* EXTRACTED INFORMATION *
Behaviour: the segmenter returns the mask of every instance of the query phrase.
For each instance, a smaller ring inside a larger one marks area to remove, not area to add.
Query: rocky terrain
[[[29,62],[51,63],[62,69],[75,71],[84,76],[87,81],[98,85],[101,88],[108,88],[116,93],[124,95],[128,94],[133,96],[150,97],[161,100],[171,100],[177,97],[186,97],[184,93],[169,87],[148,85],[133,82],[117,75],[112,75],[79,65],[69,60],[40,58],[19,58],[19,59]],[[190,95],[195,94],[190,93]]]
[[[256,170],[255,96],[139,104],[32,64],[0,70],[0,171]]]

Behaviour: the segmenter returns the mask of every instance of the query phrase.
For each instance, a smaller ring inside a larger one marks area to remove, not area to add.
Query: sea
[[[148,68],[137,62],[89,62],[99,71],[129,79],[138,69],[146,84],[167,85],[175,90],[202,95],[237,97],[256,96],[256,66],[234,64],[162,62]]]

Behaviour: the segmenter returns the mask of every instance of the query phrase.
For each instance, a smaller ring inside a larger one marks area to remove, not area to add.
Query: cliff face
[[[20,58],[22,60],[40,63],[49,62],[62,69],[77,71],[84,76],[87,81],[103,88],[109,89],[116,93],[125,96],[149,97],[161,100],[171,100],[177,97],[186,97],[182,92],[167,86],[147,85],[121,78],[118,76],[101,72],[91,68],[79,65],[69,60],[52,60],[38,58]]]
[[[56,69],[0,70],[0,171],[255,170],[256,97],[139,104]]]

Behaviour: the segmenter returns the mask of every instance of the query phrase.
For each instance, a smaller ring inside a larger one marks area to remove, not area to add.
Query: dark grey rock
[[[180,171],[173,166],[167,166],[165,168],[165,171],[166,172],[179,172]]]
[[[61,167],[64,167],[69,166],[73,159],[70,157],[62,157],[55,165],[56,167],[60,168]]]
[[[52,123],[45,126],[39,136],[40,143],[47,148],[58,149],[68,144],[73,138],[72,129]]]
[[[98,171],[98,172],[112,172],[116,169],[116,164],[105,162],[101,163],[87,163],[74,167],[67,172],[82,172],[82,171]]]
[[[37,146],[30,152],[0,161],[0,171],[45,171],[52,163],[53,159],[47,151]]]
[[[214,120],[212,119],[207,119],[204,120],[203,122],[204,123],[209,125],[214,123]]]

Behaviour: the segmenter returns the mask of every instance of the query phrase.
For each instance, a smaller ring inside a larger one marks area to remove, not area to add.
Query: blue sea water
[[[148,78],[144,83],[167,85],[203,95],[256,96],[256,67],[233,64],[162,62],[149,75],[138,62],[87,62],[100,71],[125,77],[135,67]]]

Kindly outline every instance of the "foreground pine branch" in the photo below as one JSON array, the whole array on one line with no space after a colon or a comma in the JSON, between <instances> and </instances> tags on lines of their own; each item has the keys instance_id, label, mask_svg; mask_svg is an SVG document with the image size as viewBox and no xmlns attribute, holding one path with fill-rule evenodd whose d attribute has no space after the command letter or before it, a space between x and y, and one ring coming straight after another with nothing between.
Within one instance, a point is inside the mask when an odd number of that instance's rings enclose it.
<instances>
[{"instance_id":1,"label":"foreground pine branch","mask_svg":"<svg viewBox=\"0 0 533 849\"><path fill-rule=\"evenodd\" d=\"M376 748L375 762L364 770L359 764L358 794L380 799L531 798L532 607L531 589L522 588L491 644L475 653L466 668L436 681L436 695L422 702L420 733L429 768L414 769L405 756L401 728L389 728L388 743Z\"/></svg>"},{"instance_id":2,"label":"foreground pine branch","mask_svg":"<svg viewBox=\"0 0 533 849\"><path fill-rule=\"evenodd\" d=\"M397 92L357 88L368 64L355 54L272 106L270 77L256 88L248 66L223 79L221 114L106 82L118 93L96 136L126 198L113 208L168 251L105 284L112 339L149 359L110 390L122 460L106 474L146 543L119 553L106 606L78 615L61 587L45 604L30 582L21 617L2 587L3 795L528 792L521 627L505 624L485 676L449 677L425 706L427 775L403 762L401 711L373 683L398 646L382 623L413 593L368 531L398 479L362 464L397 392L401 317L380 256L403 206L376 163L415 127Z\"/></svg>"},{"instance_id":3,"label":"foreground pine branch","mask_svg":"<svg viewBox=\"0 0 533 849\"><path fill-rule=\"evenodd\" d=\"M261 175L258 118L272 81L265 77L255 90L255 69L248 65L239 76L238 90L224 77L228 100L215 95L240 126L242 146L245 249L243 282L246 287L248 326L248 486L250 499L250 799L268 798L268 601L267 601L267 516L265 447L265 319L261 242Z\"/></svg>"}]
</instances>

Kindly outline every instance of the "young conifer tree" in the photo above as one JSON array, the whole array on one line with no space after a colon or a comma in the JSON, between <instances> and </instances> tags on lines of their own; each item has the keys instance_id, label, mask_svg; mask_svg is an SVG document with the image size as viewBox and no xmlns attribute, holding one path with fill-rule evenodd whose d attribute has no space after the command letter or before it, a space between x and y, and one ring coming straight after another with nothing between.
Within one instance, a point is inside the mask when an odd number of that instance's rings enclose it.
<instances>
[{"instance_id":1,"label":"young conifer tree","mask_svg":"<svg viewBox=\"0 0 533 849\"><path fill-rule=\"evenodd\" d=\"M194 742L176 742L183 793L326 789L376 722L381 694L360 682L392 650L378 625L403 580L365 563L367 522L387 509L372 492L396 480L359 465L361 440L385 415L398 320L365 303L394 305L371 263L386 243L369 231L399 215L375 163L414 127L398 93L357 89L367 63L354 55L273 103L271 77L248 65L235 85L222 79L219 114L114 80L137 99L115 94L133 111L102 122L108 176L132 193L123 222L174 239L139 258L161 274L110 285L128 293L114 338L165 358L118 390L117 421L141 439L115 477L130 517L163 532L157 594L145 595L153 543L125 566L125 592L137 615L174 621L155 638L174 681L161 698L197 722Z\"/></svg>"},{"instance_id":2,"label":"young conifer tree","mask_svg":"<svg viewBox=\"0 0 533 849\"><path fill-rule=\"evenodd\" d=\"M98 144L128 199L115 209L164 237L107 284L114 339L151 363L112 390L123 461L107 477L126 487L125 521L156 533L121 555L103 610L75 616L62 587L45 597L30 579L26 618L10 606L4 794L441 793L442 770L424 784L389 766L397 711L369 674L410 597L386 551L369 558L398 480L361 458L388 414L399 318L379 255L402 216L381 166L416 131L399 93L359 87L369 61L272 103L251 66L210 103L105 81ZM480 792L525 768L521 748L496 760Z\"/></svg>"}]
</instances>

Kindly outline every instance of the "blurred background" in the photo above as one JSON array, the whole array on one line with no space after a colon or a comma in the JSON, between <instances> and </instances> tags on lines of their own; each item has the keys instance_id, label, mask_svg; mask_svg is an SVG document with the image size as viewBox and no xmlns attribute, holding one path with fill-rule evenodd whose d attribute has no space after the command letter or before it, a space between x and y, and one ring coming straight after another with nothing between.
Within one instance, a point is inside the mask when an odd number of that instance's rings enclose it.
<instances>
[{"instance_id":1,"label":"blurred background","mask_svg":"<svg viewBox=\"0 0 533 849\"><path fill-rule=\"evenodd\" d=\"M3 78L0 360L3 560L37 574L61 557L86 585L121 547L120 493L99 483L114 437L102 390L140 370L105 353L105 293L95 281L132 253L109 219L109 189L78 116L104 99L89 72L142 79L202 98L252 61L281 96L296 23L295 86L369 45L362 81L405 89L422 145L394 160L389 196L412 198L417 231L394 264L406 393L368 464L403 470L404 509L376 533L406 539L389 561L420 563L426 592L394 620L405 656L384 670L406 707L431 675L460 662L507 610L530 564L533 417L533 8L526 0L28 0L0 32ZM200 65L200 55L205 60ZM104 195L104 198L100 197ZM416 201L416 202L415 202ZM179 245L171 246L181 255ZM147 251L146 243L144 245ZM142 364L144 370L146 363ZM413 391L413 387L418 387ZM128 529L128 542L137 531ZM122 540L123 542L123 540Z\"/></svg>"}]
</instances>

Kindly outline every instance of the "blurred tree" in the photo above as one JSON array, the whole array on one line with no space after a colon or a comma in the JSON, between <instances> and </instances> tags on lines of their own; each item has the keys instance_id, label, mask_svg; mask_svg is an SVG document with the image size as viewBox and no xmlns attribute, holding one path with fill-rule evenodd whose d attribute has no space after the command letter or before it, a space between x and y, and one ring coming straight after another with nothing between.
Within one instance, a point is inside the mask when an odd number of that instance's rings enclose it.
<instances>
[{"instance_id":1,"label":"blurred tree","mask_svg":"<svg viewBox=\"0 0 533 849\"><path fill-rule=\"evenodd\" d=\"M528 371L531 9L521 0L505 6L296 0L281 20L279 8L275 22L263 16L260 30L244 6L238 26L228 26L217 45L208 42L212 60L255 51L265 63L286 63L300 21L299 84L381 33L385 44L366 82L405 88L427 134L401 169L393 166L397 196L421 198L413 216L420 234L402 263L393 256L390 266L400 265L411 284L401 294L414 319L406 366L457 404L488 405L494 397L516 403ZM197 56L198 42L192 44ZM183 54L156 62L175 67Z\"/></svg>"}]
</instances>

* SET EXERCISE *
Please turn the stretch from the start of the records through the line containing "Query: rocky terrain" into a JSON list of strings, one per line, leaving out any blank lines.

* TASK OUTPUT *
[
  "Behaviour: the segmenter returns the mask of every instance of the query phrase.",
  "For each instance, a smaller ring inside a larger one marks area to remove, not area to add.",
  "Query: rocky terrain"
]